* [Task to carry out] Quote the entries that follow exactly, leaving none out.

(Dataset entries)
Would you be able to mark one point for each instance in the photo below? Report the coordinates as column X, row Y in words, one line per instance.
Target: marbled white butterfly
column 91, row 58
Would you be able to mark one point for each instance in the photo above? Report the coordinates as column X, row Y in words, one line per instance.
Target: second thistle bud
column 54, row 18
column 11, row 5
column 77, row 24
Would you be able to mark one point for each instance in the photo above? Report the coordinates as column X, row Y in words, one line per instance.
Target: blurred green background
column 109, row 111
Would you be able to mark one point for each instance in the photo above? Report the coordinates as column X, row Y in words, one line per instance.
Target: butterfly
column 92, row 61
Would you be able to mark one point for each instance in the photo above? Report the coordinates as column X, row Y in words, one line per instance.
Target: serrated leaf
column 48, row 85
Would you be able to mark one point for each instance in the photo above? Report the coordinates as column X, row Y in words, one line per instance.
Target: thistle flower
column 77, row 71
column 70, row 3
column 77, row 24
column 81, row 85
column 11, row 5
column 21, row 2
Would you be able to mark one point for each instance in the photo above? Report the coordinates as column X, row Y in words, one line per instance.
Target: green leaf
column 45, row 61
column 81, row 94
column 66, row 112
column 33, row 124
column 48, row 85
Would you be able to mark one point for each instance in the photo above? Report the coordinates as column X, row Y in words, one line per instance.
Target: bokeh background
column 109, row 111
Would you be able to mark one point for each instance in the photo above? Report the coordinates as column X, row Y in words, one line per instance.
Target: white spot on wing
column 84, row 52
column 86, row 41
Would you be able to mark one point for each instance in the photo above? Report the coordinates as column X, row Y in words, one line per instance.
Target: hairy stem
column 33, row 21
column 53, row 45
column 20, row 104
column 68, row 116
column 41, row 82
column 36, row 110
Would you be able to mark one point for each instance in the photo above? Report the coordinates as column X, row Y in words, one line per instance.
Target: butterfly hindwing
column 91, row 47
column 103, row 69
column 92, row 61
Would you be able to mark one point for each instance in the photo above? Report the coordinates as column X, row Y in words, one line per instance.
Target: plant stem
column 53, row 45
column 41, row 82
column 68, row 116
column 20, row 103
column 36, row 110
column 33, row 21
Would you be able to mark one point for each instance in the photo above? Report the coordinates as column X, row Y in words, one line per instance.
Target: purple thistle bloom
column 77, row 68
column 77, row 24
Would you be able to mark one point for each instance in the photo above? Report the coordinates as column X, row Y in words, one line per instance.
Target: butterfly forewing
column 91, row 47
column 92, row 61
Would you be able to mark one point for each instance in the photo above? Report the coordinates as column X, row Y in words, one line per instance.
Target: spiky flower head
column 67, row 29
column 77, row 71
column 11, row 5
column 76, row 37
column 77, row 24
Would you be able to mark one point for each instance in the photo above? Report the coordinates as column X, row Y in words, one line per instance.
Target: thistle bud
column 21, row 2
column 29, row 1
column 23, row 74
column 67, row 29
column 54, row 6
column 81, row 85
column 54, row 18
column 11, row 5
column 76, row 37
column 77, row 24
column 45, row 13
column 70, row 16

* [Reply to the task]
Would you be able to mark one point for each instance in the photo below? Report the coordinates as column X, row Y in words, one line per instance.
Target: marbled white butterfly
column 91, row 58
Would you be able to mark one point for each instance in the photo above? Report the coordinates as column X, row Y in words, one line per instance.
Target: second thistle bud
column 54, row 18
column 11, row 5
column 77, row 24
Would you be able to mark one point for each instance in the photo above? Report the coordinates as column X, row Y in words, one line per instance.
Target: blurred green background
column 109, row 111
Would you be able to mark one point for each instance in the photo above? Report the coordinates as column X, row Y in words, one line per instance.
Target: butterfly
column 92, row 61
Would you be able to mark one point for each instance in the photo above? Report the coordinates as column X, row Y in words, one line per instance.
Target: serrated leaf
column 48, row 85
Would you be able to mark one point for each instance in the photo above? Report the coordinates as column X, row Y in words, one line per instance.
Target: thistle flower
column 77, row 71
column 70, row 3
column 77, row 24
column 81, row 85
column 11, row 5
column 21, row 2
Would you be able to mark one point for each instance in the photo above? Report the coordinates as column X, row Y in words, one line per instance.
Target: green leaf
column 45, row 61
column 81, row 94
column 66, row 112
column 33, row 124
column 48, row 85
Would you be able to mark one point for each instance in the photo above? Report the coordinates as column X, row Y in words, one line per instance.
Target: bokeh background
column 109, row 111
Would you be able to mark one point for each instance in the photo above? Report the coordinates as column X, row Y in words, one line per instance.
Target: white spot on wing
column 84, row 52
column 86, row 41
Would you be able to mark one point for each instance in the photo above? Report the coordinates as column X, row Y in words, one line per instance.
Target: hairy stem
column 33, row 21
column 53, row 45
column 20, row 104
column 68, row 116
column 41, row 82
column 36, row 110
Would you be able to mark one point for each instance in the photo above? Report the coordinates as column X, row Y in words, one line per instance.
Target: butterfly hindwing
column 91, row 47
column 103, row 69
column 92, row 61
Would you be able to mark one point for each instance in the photo above? Report the coordinates as column X, row Y in words, one line per instance.
Target: plant stem
column 53, row 45
column 41, row 82
column 68, row 116
column 20, row 103
column 36, row 110
column 33, row 21
Would you be able to mark one point for each instance in the photo above? Report the coordinates as column X, row Y in words, one line per instance.
Target: purple thistle bloom
column 77, row 68
column 77, row 24
Would you be able to mark one point for each instance in the photo above? Report the coordinates as column X, row Y in words, one line per instance.
Target: butterfly forewing
column 91, row 47
column 92, row 61
Would you be able to mark one point for each instance in the photo above? Report the coordinates as column X, row Y in words, one line per instance.
Target: spiky flower head
column 67, row 29
column 77, row 71
column 11, row 5
column 76, row 37
column 77, row 24
Would you be able to mark one point for each instance in the photo above? Report the coordinates as column X, row Y in words, one line per instance.
Target: thistle bud
column 21, row 2
column 29, row 1
column 23, row 74
column 67, row 29
column 54, row 6
column 81, row 85
column 54, row 18
column 11, row 5
column 76, row 37
column 77, row 24
column 45, row 13
column 70, row 16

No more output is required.